Show each line of the records below that contains the word "hair", copying every such line in full.
►
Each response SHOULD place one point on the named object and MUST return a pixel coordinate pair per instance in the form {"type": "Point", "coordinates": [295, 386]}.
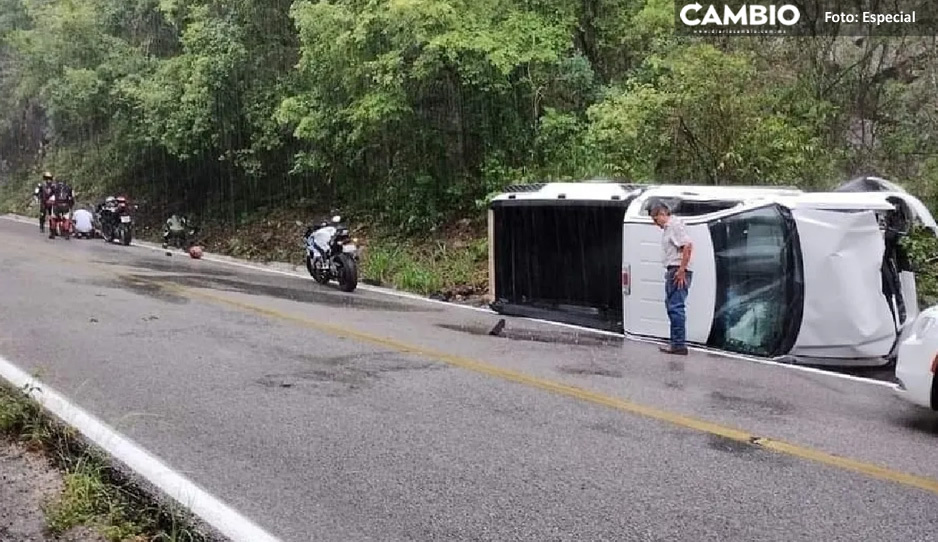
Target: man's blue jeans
{"type": "Point", "coordinates": [674, 298]}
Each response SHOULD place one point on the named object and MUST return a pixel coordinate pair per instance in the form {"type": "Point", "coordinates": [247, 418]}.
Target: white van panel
{"type": "Point", "coordinates": [845, 313]}
{"type": "Point", "coordinates": [644, 312]}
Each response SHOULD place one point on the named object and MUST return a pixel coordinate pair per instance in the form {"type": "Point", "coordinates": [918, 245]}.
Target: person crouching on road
{"type": "Point", "coordinates": [84, 223]}
{"type": "Point", "coordinates": [676, 248]}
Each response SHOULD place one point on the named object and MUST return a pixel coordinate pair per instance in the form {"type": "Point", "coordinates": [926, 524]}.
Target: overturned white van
{"type": "Point", "coordinates": [777, 272]}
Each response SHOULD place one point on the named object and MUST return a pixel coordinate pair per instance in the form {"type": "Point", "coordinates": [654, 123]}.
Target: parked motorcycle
{"type": "Point", "coordinates": [332, 255]}
{"type": "Point", "coordinates": [116, 222]}
{"type": "Point", "coordinates": [178, 233]}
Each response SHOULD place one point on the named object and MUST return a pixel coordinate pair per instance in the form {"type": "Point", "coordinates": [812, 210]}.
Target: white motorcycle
{"type": "Point", "coordinates": [331, 254]}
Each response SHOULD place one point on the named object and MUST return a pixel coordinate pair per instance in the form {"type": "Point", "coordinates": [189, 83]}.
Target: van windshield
{"type": "Point", "coordinates": [760, 282]}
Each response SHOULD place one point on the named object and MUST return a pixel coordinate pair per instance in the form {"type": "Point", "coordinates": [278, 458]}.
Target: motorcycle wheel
{"type": "Point", "coordinates": [125, 236]}
{"type": "Point", "coordinates": [348, 273]}
{"type": "Point", "coordinates": [318, 275]}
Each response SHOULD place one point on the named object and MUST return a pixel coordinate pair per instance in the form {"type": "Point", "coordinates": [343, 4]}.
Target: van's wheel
{"type": "Point", "coordinates": [348, 273]}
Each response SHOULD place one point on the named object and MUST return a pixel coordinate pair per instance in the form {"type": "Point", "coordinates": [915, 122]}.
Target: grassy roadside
{"type": "Point", "coordinates": [451, 264]}
{"type": "Point", "coordinates": [95, 495]}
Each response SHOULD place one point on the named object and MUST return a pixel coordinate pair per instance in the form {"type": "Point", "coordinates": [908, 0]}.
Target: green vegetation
{"type": "Point", "coordinates": [408, 114]}
{"type": "Point", "coordinates": [95, 495]}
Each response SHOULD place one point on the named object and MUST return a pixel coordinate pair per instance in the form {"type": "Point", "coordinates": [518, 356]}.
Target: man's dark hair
{"type": "Point", "coordinates": [659, 208]}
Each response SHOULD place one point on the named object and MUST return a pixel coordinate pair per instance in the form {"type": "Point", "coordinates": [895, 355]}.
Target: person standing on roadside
{"type": "Point", "coordinates": [676, 252]}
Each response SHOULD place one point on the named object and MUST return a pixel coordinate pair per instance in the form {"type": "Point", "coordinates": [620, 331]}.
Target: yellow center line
{"type": "Point", "coordinates": [673, 418]}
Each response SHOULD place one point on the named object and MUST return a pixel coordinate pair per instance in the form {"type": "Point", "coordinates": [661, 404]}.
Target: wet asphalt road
{"type": "Point", "coordinates": [241, 381]}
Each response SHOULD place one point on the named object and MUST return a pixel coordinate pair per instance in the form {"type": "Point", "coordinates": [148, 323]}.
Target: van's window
{"type": "Point", "coordinates": [683, 207]}
{"type": "Point", "coordinates": [760, 285]}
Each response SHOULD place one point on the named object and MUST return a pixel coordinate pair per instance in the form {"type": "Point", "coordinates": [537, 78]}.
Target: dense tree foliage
{"type": "Point", "coordinates": [413, 111]}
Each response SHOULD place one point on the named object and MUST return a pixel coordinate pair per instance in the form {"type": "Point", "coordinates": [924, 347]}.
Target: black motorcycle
{"type": "Point", "coordinates": [181, 237]}
{"type": "Point", "coordinates": [117, 222]}
{"type": "Point", "coordinates": [331, 254]}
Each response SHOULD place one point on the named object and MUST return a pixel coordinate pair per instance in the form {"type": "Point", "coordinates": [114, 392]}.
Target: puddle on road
{"type": "Point", "coordinates": [926, 423]}
{"type": "Point", "coordinates": [514, 333]}
{"type": "Point", "coordinates": [137, 285]}
{"type": "Point", "coordinates": [309, 292]}
{"type": "Point", "coordinates": [728, 445]}
{"type": "Point", "coordinates": [771, 406]}
{"type": "Point", "coordinates": [168, 264]}
{"type": "Point", "coordinates": [343, 375]}
{"type": "Point", "coordinates": [589, 370]}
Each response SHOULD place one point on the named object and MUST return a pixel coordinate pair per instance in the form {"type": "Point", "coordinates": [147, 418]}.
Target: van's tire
{"type": "Point", "coordinates": [348, 273]}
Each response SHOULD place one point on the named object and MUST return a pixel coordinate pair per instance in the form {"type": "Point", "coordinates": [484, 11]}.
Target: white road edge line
{"type": "Point", "coordinates": [201, 503]}
{"type": "Point", "coordinates": [627, 336]}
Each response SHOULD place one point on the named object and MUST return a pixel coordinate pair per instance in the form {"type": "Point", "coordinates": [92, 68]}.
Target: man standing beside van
{"type": "Point", "coordinates": [676, 251]}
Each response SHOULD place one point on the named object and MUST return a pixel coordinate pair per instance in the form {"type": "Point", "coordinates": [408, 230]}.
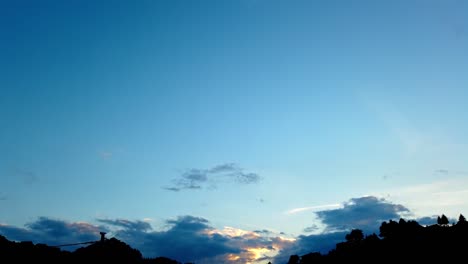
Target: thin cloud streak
{"type": "Point", "coordinates": [194, 179]}
{"type": "Point", "coordinates": [312, 208]}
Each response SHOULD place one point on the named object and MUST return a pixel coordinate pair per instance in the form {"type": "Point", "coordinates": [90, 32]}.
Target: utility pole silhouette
{"type": "Point", "coordinates": [103, 236]}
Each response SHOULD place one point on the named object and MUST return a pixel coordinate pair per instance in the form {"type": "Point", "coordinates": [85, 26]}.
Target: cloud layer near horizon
{"type": "Point", "coordinates": [365, 213]}
{"type": "Point", "coordinates": [187, 238]}
{"type": "Point", "coordinates": [193, 239]}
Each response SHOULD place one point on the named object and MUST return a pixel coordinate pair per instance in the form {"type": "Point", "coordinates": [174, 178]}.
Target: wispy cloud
{"type": "Point", "coordinates": [365, 213]}
{"type": "Point", "coordinates": [428, 198]}
{"type": "Point", "coordinates": [312, 208]}
{"type": "Point", "coordinates": [201, 178]}
{"type": "Point", "coordinates": [53, 231]}
{"type": "Point", "coordinates": [185, 238]}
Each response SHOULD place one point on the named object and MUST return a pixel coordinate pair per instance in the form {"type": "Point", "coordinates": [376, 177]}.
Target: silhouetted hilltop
{"type": "Point", "coordinates": [397, 242]}
{"type": "Point", "coordinates": [104, 251]}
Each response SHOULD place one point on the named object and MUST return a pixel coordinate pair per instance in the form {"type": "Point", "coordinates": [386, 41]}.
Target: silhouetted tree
{"type": "Point", "coordinates": [293, 259]}
{"type": "Point", "coordinates": [461, 219]}
{"type": "Point", "coordinates": [355, 235]}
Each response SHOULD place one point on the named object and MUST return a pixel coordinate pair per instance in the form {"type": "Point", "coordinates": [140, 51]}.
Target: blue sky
{"type": "Point", "coordinates": [239, 115]}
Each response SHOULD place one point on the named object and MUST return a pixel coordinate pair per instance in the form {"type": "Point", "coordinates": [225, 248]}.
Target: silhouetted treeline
{"type": "Point", "coordinates": [105, 251]}
{"type": "Point", "coordinates": [402, 241]}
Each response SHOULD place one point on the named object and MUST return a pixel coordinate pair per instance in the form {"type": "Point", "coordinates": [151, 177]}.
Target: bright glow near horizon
{"type": "Point", "coordinates": [252, 127]}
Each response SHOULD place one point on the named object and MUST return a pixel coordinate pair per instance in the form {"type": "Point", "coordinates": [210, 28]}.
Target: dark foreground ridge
{"type": "Point", "coordinates": [402, 241]}
{"type": "Point", "coordinates": [399, 242]}
{"type": "Point", "coordinates": [104, 251]}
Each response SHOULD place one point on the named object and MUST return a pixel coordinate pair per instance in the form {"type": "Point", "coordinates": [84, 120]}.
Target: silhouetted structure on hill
{"type": "Point", "coordinates": [397, 242]}
{"type": "Point", "coordinates": [103, 251]}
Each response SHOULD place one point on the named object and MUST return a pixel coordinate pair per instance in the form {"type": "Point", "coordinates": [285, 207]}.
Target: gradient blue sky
{"type": "Point", "coordinates": [250, 114]}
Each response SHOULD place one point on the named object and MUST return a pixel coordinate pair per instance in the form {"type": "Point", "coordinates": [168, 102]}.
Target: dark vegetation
{"type": "Point", "coordinates": [104, 251]}
{"type": "Point", "coordinates": [402, 241]}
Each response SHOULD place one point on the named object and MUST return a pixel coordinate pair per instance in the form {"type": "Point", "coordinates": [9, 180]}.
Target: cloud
{"type": "Point", "coordinates": [200, 178]}
{"type": "Point", "coordinates": [366, 213]}
{"type": "Point", "coordinates": [322, 243]}
{"type": "Point", "coordinates": [186, 238]}
{"type": "Point", "coordinates": [427, 198]}
{"type": "Point", "coordinates": [131, 225]}
{"type": "Point", "coordinates": [311, 229]}
{"type": "Point", "coordinates": [312, 208]}
{"type": "Point", "coordinates": [192, 239]}
{"type": "Point", "coordinates": [105, 155]}
{"type": "Point", "coordinates": [53, 232]}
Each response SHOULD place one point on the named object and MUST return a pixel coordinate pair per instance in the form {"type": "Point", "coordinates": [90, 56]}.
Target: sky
{"type": "Point", "coordinates": [237, 131]}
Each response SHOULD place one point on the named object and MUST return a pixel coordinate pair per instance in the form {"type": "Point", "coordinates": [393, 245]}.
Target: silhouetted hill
{"type": "Point", "coordinates": [104, 251]}
{"type": "Point", "coordinates": [398, 242]}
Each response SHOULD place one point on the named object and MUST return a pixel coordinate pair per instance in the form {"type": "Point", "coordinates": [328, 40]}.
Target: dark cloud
{"type": "Point", "coordinates": [186, 238]}
{"type": "Point", "coordinates": [53, 232]}
{"type": "Point", "coordinates": [200, 178]}
{"type": "Point", "coordinates": [192, 239]}
{"type": "Point", "coordinates": [322, 243]}
{"type": "Point", "coordinates": [427, 220]}
{"type": "Point", "coordinates": [365, 213]}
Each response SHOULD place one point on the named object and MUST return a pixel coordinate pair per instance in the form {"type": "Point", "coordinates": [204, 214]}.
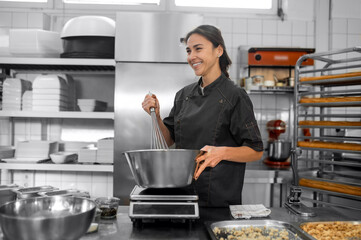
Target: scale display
{"type": "Point", "coordinates": [163, 210]}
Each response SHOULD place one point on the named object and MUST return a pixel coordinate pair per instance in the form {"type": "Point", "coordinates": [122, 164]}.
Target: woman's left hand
{"type": "Point", "coordinates": [211, 157]}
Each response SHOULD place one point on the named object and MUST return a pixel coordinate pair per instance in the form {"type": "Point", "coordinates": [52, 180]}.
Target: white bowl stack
{"type": "Point", "coordinates": [13, 89]}
{"type": "Point", "coordinates": [105, 153]}
{"type": "Point", "coordinates": [92, 105]}
{"type": "Point", "coordinates": [27, 101]}
{"type": "Point", "coordinates": [35, 149]}
{"type": "Point", "coordinates": [50, 93]}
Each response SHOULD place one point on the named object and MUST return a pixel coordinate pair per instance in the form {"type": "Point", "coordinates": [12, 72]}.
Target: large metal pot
{"type": "Point", "coordinates": [45, 218]}
{"type": "Point", "coordinates": [155, 168]}
{"type": "Point", "coordinates": [279, 151]}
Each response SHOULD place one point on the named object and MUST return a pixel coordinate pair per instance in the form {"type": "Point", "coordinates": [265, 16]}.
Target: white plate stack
{"type": "Point", "coordinates": [105, 153]}
{"type": "Point", "coordinates": [27, 101]}
{"type": "Point", "coordinates": [33, 151]}
{"type": "Point", "coordinates": [87, 155]}
{"type": "Point", "coordinates": [72, 102]}
{"type": "Point", "coordinates": [13, 89]}
{"type": "Point", "coordinates": [50, 93]}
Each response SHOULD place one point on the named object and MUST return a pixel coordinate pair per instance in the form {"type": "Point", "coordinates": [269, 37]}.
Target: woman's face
{"type": "Point", "coordinates": [202, 56]}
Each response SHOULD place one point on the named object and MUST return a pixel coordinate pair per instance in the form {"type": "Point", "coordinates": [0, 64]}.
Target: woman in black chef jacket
{"type": "Point", "coordinates": [213, 115]}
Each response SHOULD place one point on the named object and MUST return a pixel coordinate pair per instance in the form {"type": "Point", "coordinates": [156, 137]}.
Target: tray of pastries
{"type": "Point", "coordinates": [335, 79]}
{"type": "Point", "coordinates": [254, 229]}
{"type": "Point", "coordinates": [336, 230]}
{"type": "Point", "coordinates": [331, 101]}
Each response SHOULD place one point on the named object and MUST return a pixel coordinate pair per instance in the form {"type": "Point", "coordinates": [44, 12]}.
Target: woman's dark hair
{"type": "Point", "coordinates": [213, 35]}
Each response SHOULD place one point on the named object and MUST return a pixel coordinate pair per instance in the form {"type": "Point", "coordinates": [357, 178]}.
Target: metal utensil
{"type": "Point", "coordinates": [156, 168]}
{"type": "Point", "coordinates": [157, 140]}
{"type": "Point", "coordinates": [44, 218]}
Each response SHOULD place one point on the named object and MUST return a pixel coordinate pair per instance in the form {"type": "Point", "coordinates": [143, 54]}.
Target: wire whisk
{"type": "Point", "coordinates": [157, 140]}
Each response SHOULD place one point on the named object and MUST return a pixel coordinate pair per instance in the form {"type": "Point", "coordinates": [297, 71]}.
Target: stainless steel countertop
{"type": "Point", "coordinates": [122, 227]}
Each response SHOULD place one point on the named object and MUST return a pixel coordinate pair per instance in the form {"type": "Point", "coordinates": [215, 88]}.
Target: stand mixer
{"type": "Point", "coordinates": [278, 150]}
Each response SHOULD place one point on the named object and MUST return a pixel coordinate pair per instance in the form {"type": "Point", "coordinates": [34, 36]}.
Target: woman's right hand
{"type": "Point", "coordinates": [151, 101]}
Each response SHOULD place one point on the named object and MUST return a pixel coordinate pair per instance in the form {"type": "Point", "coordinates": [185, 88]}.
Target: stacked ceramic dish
{"type": "Point", "coordinates": [6, 152]}
{"type": "Point", "coordinates": [91, 105]}
{"type": "Point", "coordinates": [33, 151]}
{"type": "Point", "coordinates": [87, 154]}
{"type": "Point", "coordinates": [27, 101]}
{"type": "Point", "coordinates": [50, 93]}
{"type": "Point", "coordinates": [105, 151]}
{"type": "Point", "coordinates": [13, 89]}
{"type": "Point", "coordinates": [72, 103]}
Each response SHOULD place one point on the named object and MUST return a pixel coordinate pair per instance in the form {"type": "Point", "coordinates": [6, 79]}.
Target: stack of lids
{"type": "Point", "coordinates": [105, 153]}
{"type": "Point", "coordinates": [27, 101]}
{"type": "Point", "coordinates": [50, 93]}
{"type": "Point", "coordinates": [13, 89]}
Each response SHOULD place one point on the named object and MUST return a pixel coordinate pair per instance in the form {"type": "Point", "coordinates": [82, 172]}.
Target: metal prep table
{"type": "Point", "coordinates": [122, 227]}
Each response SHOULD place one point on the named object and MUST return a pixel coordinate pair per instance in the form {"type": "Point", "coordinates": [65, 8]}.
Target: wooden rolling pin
{"type": "Point", "coordinates": [344, 75]}
{"type": "Point", "coordinates": [334, 187]}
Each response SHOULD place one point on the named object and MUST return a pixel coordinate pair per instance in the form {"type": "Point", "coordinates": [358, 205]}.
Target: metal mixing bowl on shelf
{"type": "Point", "coordinates": [279, 151]}
{"type": "Point", "coordinates": [47, 218]}
{"type": "Point", "coordinates": [158, 168]}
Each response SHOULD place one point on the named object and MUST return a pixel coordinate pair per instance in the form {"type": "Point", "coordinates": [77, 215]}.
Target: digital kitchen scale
{"type": "Point", "coordinates": [163, 203]}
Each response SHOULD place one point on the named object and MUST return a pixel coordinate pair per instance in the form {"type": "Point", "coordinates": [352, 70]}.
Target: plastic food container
{"type": "Point", "coordinates": [35, 43]}
{"type": "Point", "coordinates": [108, 207]}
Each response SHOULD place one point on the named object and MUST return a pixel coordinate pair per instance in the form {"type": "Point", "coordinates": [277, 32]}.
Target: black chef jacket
{"type": "Point", "coordinates": [220, 115]}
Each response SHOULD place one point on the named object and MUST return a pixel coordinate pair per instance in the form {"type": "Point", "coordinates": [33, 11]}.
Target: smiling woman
{"type": "Point", "coordinates": [215, 116]}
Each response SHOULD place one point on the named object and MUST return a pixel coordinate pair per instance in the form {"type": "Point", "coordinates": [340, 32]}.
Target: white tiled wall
{"type": "Point", "coordinates": [297, 30]}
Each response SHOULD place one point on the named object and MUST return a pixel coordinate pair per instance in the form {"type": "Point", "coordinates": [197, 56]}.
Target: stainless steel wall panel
{"type": "Point", "coordinates": [153, 37]}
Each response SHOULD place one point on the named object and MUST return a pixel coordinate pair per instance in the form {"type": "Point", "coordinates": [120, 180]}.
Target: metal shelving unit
{"type": "Point", "coordinates": [11, 66]}
{"type": "Point", "coordinates": [328, 175]}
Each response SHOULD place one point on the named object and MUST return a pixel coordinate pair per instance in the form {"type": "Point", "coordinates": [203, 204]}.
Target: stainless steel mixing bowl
{"type": "Point", "coordinates": [279, 151]}
{"type": "Point", "coordinates": [47, 218]}
{"type": "Point", "coordinates": [154, 168]}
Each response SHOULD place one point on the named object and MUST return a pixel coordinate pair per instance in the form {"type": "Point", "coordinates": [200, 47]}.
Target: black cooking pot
{"type": "Point", "coordinates": [88, 47]}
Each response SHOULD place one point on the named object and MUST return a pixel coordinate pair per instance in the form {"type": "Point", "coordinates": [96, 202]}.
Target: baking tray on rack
{"type": "Point", "coordinates": [272, 228]}
{"type": "Point", "coordinates": [334, 81]}
{"type": "Point", "coordinates": [330, 150]}
{"type": "Point", "coordinates": [329, 126]}
{"type": "Point", "coordinates": [333, 104]}
{"type": "Point", "coordinates": [332, 229]}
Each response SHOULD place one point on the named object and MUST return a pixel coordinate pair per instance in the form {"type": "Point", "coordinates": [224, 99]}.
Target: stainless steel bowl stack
{"type": "Point", "coordinates": [47, 218]}
{"type": "Point", "coordinates": [158, 168]}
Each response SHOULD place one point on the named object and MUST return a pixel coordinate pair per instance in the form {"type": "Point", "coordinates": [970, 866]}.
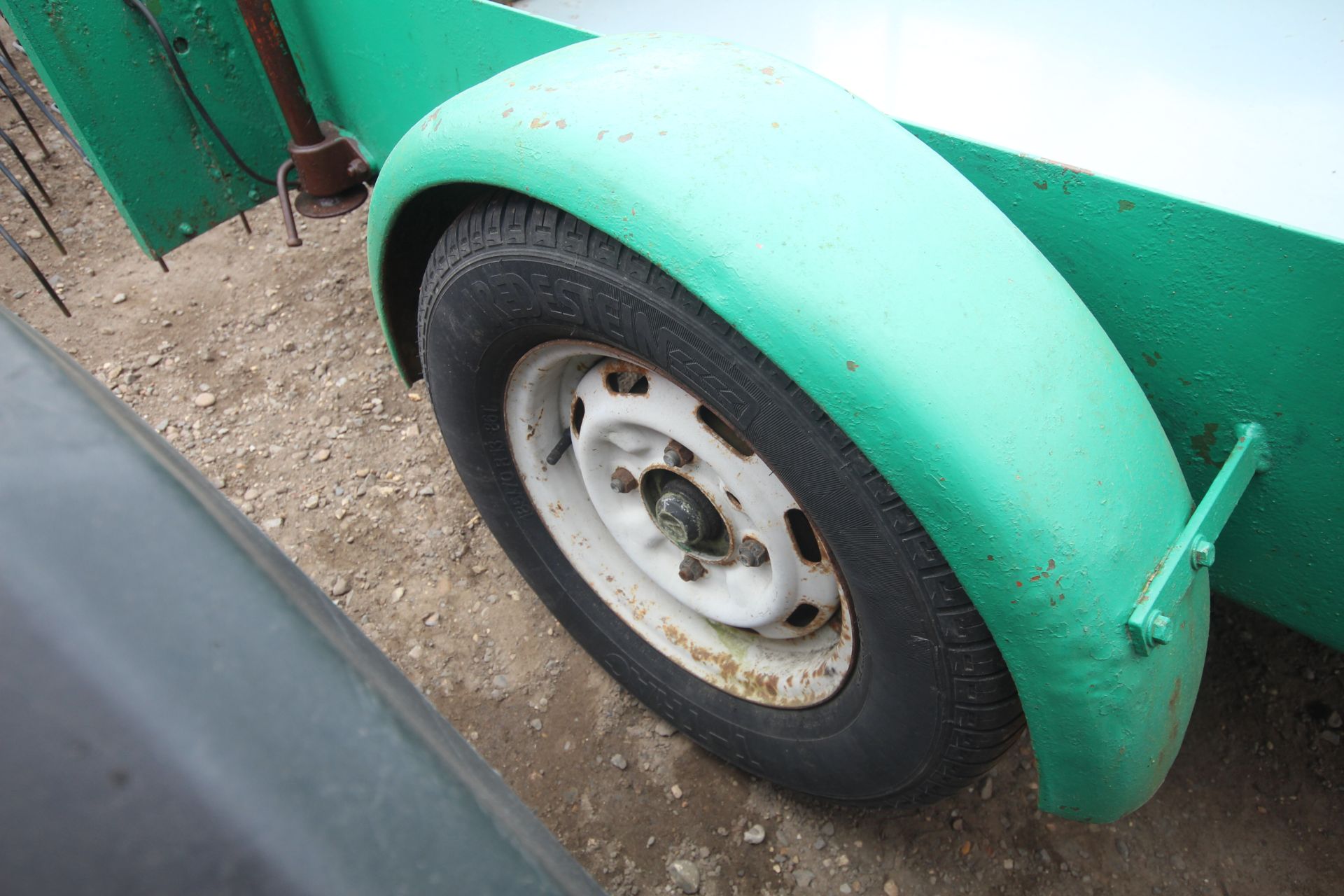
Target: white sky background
{"type": "Point", "coordinates": [1233, 102]}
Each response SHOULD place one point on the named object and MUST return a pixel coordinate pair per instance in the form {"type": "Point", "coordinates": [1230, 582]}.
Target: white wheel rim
{"type": "Point", "coordinates": [748, 630]}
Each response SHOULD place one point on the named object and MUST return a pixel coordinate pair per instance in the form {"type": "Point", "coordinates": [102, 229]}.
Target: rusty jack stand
{"type": "Point", "coordinates": [332, 172]}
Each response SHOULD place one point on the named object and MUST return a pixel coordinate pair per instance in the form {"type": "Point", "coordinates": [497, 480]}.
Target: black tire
{"type": "Point", "coordinates": [929, 704]}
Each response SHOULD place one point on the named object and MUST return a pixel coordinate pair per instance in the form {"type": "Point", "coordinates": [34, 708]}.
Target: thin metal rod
{"type": "Point", "coordinates": [286, 210]}
{"type": "Point", "coordinates": [35, 209]}
{"type": "Point", "coordinates": [26, 166]}
{"type": "Point", "coordinates": [36, 272]}
{"type": "Point", "coordinates": [45, 109]}
{"type": "Point", "coordinates": [23, 117]}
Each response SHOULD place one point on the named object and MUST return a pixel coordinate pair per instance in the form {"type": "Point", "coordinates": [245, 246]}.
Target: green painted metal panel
{"type": "Point", "coordinates": [909, 308]}
{"type": "Point", "coordinates": [1225, 320]}
{"type": "Point", "coordinates": [374, 71]}
{"type": "Point", "coordinates": [164, 171]}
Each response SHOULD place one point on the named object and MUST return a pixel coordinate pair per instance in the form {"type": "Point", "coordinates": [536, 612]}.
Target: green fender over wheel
◄
** Response for this exercise **
Target: man's dark hair
Target: woman's dark hair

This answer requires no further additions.